▸ Problem requirements
Would you please retype the records that follow, word for word?

▸ Extracted material
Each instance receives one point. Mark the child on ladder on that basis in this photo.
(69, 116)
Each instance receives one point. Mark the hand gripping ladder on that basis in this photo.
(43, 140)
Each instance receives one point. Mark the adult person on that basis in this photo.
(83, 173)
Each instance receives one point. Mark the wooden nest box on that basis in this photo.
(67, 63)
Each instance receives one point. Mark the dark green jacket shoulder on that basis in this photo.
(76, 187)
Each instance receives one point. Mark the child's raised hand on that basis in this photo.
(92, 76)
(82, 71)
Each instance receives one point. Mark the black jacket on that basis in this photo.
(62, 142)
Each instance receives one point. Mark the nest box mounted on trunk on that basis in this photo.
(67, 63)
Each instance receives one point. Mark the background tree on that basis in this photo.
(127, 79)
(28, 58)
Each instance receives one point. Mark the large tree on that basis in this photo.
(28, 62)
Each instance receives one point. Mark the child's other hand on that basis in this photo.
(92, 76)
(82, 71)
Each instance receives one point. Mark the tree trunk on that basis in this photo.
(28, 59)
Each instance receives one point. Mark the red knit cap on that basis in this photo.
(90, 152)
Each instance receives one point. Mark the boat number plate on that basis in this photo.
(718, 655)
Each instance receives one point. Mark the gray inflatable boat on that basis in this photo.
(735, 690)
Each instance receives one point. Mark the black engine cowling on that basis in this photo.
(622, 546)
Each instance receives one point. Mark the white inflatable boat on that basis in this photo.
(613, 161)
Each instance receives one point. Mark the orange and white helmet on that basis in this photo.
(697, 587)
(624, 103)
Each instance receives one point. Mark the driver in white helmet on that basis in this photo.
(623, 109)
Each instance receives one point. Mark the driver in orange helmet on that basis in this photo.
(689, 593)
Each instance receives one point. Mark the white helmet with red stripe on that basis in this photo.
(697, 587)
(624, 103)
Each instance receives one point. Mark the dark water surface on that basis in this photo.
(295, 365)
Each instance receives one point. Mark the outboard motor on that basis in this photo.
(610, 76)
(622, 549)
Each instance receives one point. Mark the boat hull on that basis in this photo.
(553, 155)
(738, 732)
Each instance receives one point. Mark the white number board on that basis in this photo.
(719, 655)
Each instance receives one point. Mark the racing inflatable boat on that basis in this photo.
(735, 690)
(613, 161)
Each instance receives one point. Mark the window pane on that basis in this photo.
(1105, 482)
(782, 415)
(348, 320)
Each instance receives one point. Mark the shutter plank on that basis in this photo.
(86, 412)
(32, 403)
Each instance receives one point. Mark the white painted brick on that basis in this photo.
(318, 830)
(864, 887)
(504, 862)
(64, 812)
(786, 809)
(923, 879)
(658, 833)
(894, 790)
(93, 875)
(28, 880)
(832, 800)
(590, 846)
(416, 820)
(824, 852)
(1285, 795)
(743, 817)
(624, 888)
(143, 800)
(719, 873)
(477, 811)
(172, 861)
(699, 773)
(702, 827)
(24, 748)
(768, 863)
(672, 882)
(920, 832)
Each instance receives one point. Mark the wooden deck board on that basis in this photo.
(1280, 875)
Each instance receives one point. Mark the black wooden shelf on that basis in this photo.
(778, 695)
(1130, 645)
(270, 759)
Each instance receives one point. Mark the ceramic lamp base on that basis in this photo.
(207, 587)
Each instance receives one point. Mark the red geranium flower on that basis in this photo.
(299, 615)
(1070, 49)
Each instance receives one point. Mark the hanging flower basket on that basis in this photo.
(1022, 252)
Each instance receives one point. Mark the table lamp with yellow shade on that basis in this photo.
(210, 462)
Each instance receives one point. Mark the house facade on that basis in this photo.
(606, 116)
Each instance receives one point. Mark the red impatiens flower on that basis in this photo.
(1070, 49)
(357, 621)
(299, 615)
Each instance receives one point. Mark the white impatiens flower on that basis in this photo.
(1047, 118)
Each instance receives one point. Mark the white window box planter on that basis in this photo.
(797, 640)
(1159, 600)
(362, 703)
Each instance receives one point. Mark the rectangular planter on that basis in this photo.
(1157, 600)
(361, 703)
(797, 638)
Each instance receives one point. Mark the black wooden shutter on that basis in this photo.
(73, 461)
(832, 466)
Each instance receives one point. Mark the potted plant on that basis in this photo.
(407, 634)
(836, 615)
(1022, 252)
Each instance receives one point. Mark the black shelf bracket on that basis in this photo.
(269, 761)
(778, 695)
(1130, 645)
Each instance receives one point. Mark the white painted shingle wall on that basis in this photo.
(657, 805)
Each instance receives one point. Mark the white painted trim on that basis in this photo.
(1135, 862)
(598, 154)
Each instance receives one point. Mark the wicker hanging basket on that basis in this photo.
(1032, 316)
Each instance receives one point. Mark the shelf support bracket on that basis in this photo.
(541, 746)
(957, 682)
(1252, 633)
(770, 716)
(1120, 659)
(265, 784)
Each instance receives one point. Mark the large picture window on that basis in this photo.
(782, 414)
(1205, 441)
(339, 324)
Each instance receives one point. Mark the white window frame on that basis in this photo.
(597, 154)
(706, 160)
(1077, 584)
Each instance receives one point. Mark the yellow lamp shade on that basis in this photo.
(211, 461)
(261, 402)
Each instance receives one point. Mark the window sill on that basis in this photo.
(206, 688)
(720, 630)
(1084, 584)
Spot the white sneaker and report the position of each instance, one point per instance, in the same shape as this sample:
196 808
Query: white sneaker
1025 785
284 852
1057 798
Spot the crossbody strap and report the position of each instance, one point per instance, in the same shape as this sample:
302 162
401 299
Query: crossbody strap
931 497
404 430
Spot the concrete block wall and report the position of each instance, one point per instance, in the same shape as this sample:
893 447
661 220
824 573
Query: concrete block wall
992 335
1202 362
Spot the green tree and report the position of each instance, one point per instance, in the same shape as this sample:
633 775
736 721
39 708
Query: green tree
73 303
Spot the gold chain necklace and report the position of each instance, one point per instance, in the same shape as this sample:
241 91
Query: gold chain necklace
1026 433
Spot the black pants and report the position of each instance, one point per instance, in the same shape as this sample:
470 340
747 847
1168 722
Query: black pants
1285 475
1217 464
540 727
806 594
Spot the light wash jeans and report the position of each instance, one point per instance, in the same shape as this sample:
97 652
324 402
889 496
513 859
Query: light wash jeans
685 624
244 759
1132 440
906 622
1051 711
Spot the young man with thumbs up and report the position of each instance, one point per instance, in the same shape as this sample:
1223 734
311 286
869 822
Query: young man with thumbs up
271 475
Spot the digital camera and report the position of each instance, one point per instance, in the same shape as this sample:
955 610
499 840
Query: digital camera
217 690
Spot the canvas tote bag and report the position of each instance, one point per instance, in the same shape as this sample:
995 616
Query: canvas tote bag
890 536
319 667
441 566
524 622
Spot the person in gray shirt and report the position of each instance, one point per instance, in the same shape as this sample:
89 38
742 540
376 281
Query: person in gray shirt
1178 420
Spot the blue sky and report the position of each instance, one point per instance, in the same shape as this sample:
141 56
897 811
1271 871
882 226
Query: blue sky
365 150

▸ Exercise solution
Each instance receives one point. Mark the child on ladder on that basis in this photo.
(69, 116)
Each instance receives one point. Mark the hand gripping ladder on that basis in this photo.
(43, 140)
Each instance receives one point. Mark the adult person on that basis in this photo.
(83, 173)
Each instance receives one point. Mark the wooden nest box on that basis in this photo.
(67, 63)
Each instance receives one point. Mark the dark green jacket shoulder on that basis in this photo.
(76, 187)
Each instance receives one point. Mark the child's raised hand on that basis in this photo.
(92, 76)
(82, 71)
Each instance receives one point. Mark the black jacket on that basis in this photo.
(62, 142)
Each instance receives one point. Mark the nest box mounted on trunk on that basis in this photo.
(67, 63)
Each instance receives one point. Mark the background tree on that basis in this photo.
(127, 79)
(28, 58)
Each instance receives one point. Mark the large tree on that basis in this photo.
(28, 62)
Each instance receives one point. Mark the child's other hand on that basis in this photo.
(92, 76)
(82, 71)
Each instance receives one point. Mark the tree trunk on that basis in this photo.
(28, 59)
Each instance receives one point. Mark the red knit cap on that basis in this photo.
(90, 152)
Each instance receives one point. Mark the boat number plate on that basis in this photo.
(718, 655)
Each instance receives one point. Mark the gray inflatable boat on that basis in this photo.
(735, 690)
Each instance receives one point. Mark the black engine cowling on that basis in this photo.
(622, 546)
Each instance receives one point. Mark the white inflatable boat on that basis in this photo.
(613, 161)
Each instance receives one point. Mark the orange and white helmet on that basis in this photo.
(697, 587)
(624, 103)
Each instance receives one point. Mark the driver in white helmet on that basis in this photo.
(623, 109)
Each instance receives one point. Mark the driver in orange helmet on that basis in this photo.
(689, 593)
Each instance receives one point. Mark the white helmet with red stripe on that basis in this photo.
(697, 587)
(624, 103)
Each instance receives one point. Mark the dark water surface on that basis in this photo.
(295, 365)
Each instance receives one point. Mark the outboard motor on that basis in this photo.
(610, 76)
(622, 549)
Each instance receives one point. Mark the boat hull on that basis in this photo.
(553, 155)
(738, 732)
Each instance receives one point. Mark the white number board on that basis in this photo.
(719, 655)
Each instance receives one point. Mark the racing inflatable boat on that basis in this photo.
(735, 690)
(613, 161)
Each instance receives one point. Mark the window pane on that basis in this photo.
(1105, 482)
(782, 415)
(348, 320)
Each instance receives one point. Mark the shutter plank on that basis in this photo.
(86, 412)
(32, 403)
Each instance receives one point. Mark the white painted brick on that basis in this photo.
(318, 830)
(864, 887)
(504, 862)
(64, 812)
(786, 809)
(923, 879)
(658, 833)
(894, 790)
(93, 875)
(28, 880)
(832, 800)
(590, 846)
(416, 820)
(824, 852)
(1285, 795)
(743, 817)
(624, 888)
(143, 800)
(719, 873)
(477, 811)
(172, 861)
(699, 773)
(702, 827)
(24, 748)
(768, 863)
(672, 882)
(920, 832)
Each instance receives one point. Mark the wooden deck board on that basis in this photo.
(1280, 875)
Each instance receives one point. Mark the black wooden shelf on that basis in this photo.
(778, 695)
(1130, 645)
(270, 759)
Each instance receives one point. Mark the ceramic lamp base on that basis in this photo.
(207, 587)
Each instance receives one point. Mark the red geranium flower on that basis in this photo.
(299, 615)
(1070, 49)
Each instance receives one point. Mark the hanging flower basket on that basis in this photo.
(1022, 252)
Each instance receives one point. Mark the table lamp with yellow shade on that basis in this photo.
(210, 462)
Each instance receives one point. Mark the house facade on that basis in this photo.
(606, 116)
Each instance receives one point. Mark the red impatiens flower on that basis in this photo.
(1070, 49)
(357, 621)
(299, 615)
Each instance receives one point. Mark the white impatiens flower on that basis in this photo.
(1047, 118)
Each instance receives one point. Mark the white window box planter on that basis in this photo.
(797, 640)
(1159, 600)
(362, 703)
Each instance receives one point. Mark the rectangular planter on that basis in this photo.
(1157, 600)
(361, 703)
(797, 638)
Each instance receives one point. Mark the black wooden shutter on that basis in this photo.
(73, 461)
(832, 466)
Each instance receives one point. Mark the potted plant on that basis in this photo.
(407, 634)
(836, 615)
(1022, 252)
Each instance receives one point. Mark the black shelf bracket on that basis in this photo.
(269, 761)
(778, 695)
(1130, 645)
Each instance receives one point. Mark the white painted shingle wall on that basis in this photo.
(657, 805)
Each instance receives one point. Mark the white painted trim on that basis in this photo.
(1135, 862)
(598, 154)
Each instance receives one point. Mark the wicker hanging basket on that basis in this photo.
(1032, 316)
Each instance receives one point. Mark the shelf support bracket on that basis in this photo.
(541, 746)
(957, 682)
(1252, 633)
(770, 716)
(1120, 659)
(265, 784)
Each instance receives one point. Mark the large picture window on that basis in this photo.
(782, 414)
(1205, 441)
(339, 324)
Each instance receives one point. Mark the white window frame on that basis in this photo.
(597, 154)
(706, 160)
(1077, 584)
Each instance receives one point. Mark the yellow lamp shade on that basis in this photo.
(211, 461)
(261, 402)
Each instance receives one point. Mark the window sill on that basis in this photo.
(206, 688)
(720, 630)
(1084, 584)
Spot the white sneaker and report the position of each instance, one point per instance, in the same shape as this sample:
196 808
Query: white sneaker
1025 785
284 852
1057 798
Spot the crossbody strap and report the position of each instance, one point per instance, in the same shape as this sample:
302 162
401 299
Query: crossbody strap
931 497
404 430
Spot the concrete block wall and report the position of each instance, one point per instance, in the same shape as this sample:
893 447
661 220
824 573
Query: concrete block wall
992 335
1202 362
Spot the green tree and report the position of each instance, one point per instance, in the same shape as this sample:
633 775
736 721
39 708
Query: green tree
73 303
Spot the gold chain necklace and report the position of each instance, one point per instance, in the same shape as this sample:
241 91
Query: gold chain necklace
1026 433
Spot the black pants and report the position of each instance, one point per instance, in the same shape as this sample:
470 340
747 847
1168 722
Query: black pants
1285 475
1217 464
540 727
806 594
Spot the light wash jeans and report the position of each instance, one point per instance, in the same shape as this sample:
97 652
324 402
889 496
513 859
Query: light wash jeans
685 624
244 759
1132 440
906 622
1051 711
Spot the young man with thumbs up and report the position of each instance, one point per instance, in the same shape as this sample:
1223 734
311 286
869 822
Query: young man with thumbs up
271 475
Spot the digital camera and report the position of each instance, one point per instance, in the same shape as this sample:
955 610
499 840
Query: digital camera
217 690
Spot the canvas tote bag and report the position of each instance, one point per instance, in the same shape as this sample:
995 616
Query: canvas tote bag
890 536
319 667
441 566
524 622
Spot the person in gray shirt and report the position of each instance, one point per instance, in the same shape as this sample:
89 38
742 540
376 281
Query: person in gray shirt
1178 420
Spot the blue sky and report the position of each instance, one point per instance, in the same shape as this sample:
141 56
897 811
1271 871
882 226
Query: blue sky
365 150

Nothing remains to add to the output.